Document passage:
____________________
Although the EWMA control chart can provide greater sensitivity to small shifts, it is not as effective as the Shewhart chart, where the shifts in the process mean level are relatively large due to the inertia problem . In actual applications, such as monitoring of wind turbines, the shift of the residuals from the NCPM is unknown, which might cause the insufficiency of the EWMA control chart if the larger shift appears. To overcome the inertia problem, Capizzi and Masarotto  first presented an adaptive EWMA (AEWMA) by adaptively adjusting the weight on past observations according to a function of the prediction error. Later, Shu  extended the idea of the AEWMA chart on monitoring process locations to the case of monitoring process dispersion. The AEWMA chart is a smooth combination of the Shewhart and EWMA charts; thus, it can reduce the inertia problem. Using the examples on capsule weights and simulated data, both Capizzi and Masarotto  and Shu  showed that the AEWMA control chart is able to offer an overall good detection performance against shifts of different sizes. However, in the CM of wind turbines, the residual data would be more complicated, and the possibility of the AEWMA control chart holding a better performance than the EWMA chart is still unknown. To the authors’ knowledge, the AEWMA control chart has not been used in the CM of wind turbines in the open literature.
____________________
Coordinate annotation records
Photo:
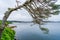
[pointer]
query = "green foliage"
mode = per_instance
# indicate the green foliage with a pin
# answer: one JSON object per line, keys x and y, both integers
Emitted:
{"x": 5, "y": 22}
{"x": 8, "y": 34}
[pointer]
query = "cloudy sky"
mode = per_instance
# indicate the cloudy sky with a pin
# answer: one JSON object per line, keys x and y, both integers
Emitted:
{"x": 20, "y": 14}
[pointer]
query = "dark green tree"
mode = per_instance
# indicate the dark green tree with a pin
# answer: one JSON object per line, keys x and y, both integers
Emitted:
{"x": 38, "y": 9}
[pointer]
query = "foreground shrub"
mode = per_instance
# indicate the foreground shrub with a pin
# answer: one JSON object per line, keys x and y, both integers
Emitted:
{"x": 8, "y": 34}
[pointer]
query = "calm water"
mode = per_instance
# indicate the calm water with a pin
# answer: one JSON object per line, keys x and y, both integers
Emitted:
{"x": 25, "y": 31}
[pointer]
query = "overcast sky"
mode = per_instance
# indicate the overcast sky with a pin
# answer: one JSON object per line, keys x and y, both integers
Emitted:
{"x": 20, "y": 14}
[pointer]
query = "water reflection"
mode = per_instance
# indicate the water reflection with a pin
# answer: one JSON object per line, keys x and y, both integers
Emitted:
{"x": 25, "y": 31}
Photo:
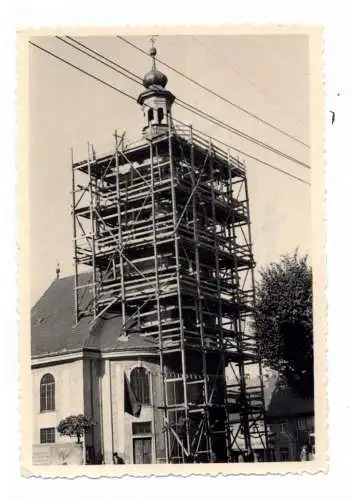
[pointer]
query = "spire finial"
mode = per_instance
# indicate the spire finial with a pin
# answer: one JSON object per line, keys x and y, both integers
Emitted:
{"x": 152, "y": 50}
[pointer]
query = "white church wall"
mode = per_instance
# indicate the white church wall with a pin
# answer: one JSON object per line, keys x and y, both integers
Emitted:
{"x": 68, "y": 396}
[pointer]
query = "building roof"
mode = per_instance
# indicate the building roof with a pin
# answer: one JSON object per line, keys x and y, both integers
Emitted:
{"x": 53, "y": 329}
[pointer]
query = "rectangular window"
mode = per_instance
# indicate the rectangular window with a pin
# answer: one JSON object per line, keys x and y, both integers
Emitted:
{"x": 142, "y": 450}
{"x": 142, "y": 442}
{"x": 284, "y": 454}
{"x": 301, "y": 424}
{"x": 141, "y": 427}
{"x": 47, "y": 435}
{"x": 283, "y": 426}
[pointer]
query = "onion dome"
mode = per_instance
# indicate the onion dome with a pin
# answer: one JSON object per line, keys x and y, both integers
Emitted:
{"x": 154, "y": 77}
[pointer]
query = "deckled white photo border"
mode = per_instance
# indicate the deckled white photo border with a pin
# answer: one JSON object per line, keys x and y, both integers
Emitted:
{"x": 318, "y": 261}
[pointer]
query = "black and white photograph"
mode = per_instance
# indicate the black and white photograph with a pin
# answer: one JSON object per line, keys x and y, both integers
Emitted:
{"x": 175, "y": 271}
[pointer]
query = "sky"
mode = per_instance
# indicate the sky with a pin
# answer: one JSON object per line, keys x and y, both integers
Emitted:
{"x": 267, "y": 75}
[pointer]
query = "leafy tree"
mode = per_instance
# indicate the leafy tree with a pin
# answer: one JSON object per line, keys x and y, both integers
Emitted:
{"x": 284, "y": 321}
{"x": 75, "y": 425}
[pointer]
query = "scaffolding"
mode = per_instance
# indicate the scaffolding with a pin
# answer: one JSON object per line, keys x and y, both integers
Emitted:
{"x": 164, "y": 227}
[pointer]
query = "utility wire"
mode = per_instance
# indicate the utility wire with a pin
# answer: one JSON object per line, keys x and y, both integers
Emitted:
{"x": 94, "y": 77}
{"x": 251, "y": 82}
{"x": 137, "y": 79}
{"x": 207, "y": 89}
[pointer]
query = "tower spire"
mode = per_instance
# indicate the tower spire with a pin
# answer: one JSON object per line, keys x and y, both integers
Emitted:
{"x": 156, "y": 100}
{"x": 152, "y": 50}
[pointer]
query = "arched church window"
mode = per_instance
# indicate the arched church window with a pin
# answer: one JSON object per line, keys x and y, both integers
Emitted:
{"x": 47, "y": 393}
{"x": 150, "y": 115}
{"x": 160, "y": 115}
{"x": 140, "y": 385}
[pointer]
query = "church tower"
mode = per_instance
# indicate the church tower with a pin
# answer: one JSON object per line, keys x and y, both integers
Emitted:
{"x": 156, "y": 101}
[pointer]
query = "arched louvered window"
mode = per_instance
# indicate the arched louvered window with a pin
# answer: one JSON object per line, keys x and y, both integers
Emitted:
{"x": 47, "y": 393}
{"x": 140, "y": 385}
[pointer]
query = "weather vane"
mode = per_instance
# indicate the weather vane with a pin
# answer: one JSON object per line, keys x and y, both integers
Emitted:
{"x": 152, "y": 50}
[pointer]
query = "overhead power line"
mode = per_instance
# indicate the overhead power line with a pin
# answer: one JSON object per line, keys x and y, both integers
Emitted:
{"x": 216, "y": 94}
{"x": 189, "y": 107}
{"x": 99, "y": 80}
{"x": 251, "y": 82}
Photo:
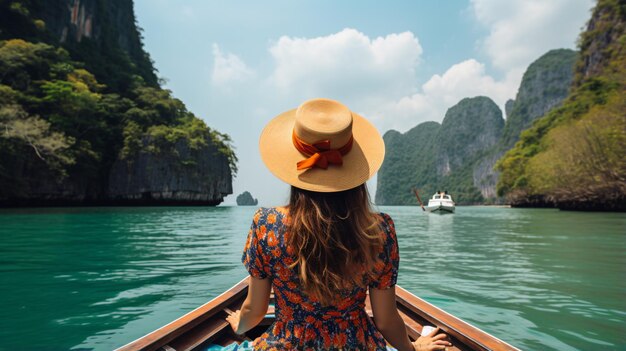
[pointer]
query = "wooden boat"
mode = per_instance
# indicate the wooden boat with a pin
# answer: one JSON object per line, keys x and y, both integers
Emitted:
{"x": 207, "y": 325}
{"x": 441, "y": 203}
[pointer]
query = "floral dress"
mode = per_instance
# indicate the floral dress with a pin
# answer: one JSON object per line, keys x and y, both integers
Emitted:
{"x": 301, "y": 321}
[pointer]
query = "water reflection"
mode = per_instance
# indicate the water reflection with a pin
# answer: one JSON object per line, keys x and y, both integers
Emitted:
{"x": 97, "y": 278}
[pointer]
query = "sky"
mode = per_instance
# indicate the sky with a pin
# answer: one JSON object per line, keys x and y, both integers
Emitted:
{"x": 237, "y": 64}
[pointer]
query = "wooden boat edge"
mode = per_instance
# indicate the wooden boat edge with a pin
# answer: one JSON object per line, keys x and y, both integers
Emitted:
{"x": 186, "y": 322}
{"x": 451, "y": 325}
{"x": 472, "y": 337}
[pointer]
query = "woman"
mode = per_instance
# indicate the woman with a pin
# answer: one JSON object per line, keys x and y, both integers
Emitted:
{"x": 324, "y": 250}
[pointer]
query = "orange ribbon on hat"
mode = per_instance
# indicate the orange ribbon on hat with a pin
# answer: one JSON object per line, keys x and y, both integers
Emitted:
{"x": 320, "y": 154}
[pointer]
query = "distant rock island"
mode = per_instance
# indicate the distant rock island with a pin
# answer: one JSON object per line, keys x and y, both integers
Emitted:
{"x": 246, "y": 199}
{"x": 460, "y": 153}
{"x": 85, "y": 121}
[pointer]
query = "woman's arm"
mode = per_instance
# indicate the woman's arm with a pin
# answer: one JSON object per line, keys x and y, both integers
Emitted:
{"x": 254, "y": 307}
{"x": 391, "y": 325}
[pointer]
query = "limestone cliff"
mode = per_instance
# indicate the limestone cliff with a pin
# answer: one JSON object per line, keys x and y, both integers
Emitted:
{"x": 544, "y": 86}
{"x": 573, "y": 156}
{"x": 434, "y": 157}
{"x": 182, "y": 176}
{"x": 473, "y": 137}
{"x": 85, "y": 120}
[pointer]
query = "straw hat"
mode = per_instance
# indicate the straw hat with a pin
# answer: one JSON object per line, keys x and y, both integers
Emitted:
{"x": 322, "y": 146}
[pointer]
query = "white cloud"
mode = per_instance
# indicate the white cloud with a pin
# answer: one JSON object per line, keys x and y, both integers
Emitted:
{"x": 346, "y": 64}
{"x": 440, "y": 92}
{"x": 520, "y": 31}
{"x": 228, "y": 68}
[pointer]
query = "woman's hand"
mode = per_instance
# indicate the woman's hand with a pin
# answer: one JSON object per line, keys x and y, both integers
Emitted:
{"x": 431, "y": 342}
{"x": 233, "y": 319}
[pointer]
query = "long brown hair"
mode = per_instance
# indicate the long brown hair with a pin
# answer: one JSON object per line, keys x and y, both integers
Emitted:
{"x": 334, "y": 238}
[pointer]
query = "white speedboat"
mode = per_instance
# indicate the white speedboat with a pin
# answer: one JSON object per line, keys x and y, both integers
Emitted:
{"x": 441, "y": 202}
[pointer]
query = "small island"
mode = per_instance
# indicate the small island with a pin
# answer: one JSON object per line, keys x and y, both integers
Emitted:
{"x": 246, "y": 199}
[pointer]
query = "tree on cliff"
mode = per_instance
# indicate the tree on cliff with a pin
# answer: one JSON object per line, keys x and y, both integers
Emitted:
{"x": 62, "y": 129}
{"x": 573, "y": 157}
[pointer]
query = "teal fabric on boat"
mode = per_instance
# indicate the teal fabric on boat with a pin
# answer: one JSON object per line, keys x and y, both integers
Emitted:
{"x": 244, "y": 346}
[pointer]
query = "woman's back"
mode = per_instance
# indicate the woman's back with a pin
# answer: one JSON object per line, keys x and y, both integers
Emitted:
____________________
Exercise set:
A - List every type of control chart named in the passage on control charts for wind turbine monitoring.
B - Write the next few sentences of the passage on control charts for wind turbine monitoring, continuing from its final sentence.

Results for each task:
A -
EWMA control chart
Shewhart chart
Adaptive EWMA (AEWMA) control chart

B -
In actual engineering, it is not only expected to alarm an abnormal state as early as possible, but determining the cause and location of the abnormal state is also expected. Since the SCADA system records condition parameters of the main components of wind turbines (e.g., the blade, gearbox, main bearing, and generator), the components with the abnormal state might be identified by modeling the control charts of these multivariate conditional parameters. Lately, Yang et al.  used the MEWMA to determine which components are likely to contribute to the fault. Their results showed that the MEWMA has a good potential in locating anomaly. The limitation of Yang et al.’s study  is that only specified values of MEWMA parameters were tested, indicating that the presented MEWMA might not be the optimal control chart. The optimal design of MEWMA should be conducted to fully realize the potential of the MEWMA in the CM of wind turbines.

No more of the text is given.